#### [Input material]
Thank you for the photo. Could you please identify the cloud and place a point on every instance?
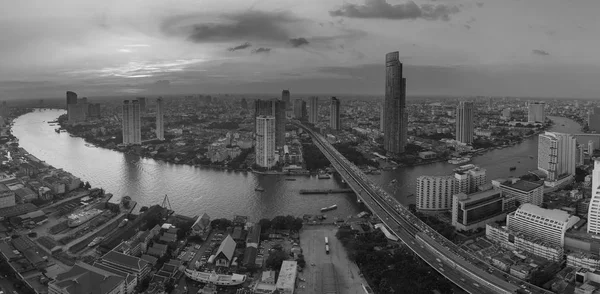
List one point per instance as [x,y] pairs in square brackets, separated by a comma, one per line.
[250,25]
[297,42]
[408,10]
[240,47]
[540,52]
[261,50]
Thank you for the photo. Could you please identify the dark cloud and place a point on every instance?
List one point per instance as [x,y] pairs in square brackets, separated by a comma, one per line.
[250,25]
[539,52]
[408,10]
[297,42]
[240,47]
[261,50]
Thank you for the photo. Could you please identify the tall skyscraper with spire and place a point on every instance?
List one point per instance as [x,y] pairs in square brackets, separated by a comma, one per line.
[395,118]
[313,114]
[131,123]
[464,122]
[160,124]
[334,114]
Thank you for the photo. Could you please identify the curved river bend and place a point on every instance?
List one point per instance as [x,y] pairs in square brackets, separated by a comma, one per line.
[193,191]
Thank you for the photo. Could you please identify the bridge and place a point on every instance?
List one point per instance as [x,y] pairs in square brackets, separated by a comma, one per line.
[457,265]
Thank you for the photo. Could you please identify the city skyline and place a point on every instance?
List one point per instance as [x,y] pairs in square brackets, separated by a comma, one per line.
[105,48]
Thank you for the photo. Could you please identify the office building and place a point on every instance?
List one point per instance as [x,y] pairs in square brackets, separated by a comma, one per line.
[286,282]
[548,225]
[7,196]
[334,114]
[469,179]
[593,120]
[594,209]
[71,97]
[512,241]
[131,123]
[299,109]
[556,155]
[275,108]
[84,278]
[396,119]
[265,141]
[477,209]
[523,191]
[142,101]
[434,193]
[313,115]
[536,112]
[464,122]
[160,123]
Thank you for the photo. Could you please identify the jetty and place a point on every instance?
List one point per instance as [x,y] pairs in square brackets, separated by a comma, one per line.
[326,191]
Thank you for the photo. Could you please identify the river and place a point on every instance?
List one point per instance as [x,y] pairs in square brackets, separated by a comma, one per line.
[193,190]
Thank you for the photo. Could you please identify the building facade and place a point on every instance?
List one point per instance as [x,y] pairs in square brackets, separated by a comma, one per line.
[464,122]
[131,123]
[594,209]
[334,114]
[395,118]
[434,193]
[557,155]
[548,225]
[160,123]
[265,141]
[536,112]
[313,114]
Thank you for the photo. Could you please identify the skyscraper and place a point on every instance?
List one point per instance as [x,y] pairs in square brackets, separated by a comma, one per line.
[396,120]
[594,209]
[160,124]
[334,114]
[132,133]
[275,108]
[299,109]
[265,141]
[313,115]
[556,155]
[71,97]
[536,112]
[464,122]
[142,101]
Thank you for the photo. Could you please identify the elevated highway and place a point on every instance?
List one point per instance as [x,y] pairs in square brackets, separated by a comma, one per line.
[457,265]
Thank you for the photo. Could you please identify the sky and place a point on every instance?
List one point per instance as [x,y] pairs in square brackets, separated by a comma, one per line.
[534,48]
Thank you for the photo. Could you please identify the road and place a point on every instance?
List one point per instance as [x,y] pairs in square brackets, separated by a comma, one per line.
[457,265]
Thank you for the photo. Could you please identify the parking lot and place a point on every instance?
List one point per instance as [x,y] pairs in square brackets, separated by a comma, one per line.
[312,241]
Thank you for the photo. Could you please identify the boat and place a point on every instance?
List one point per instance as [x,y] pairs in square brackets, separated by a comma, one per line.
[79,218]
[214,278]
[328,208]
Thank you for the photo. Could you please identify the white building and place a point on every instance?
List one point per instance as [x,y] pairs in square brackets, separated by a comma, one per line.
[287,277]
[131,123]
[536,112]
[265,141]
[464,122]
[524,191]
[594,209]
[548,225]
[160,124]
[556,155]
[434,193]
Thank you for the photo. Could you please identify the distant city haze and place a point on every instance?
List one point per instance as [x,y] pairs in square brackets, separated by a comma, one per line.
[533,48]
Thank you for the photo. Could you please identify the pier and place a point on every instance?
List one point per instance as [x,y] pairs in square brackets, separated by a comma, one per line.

#### [Exercise details]
Lines with the word "skyscraper" in them should be copied from the preceding records.

#### [Result for this task]
Thank you for the photo. Could you please identify the tall skyscraper with spire and place a point on every instance?
Thank you for the photo. Could you please identify the skyscraper and place a point on every instance?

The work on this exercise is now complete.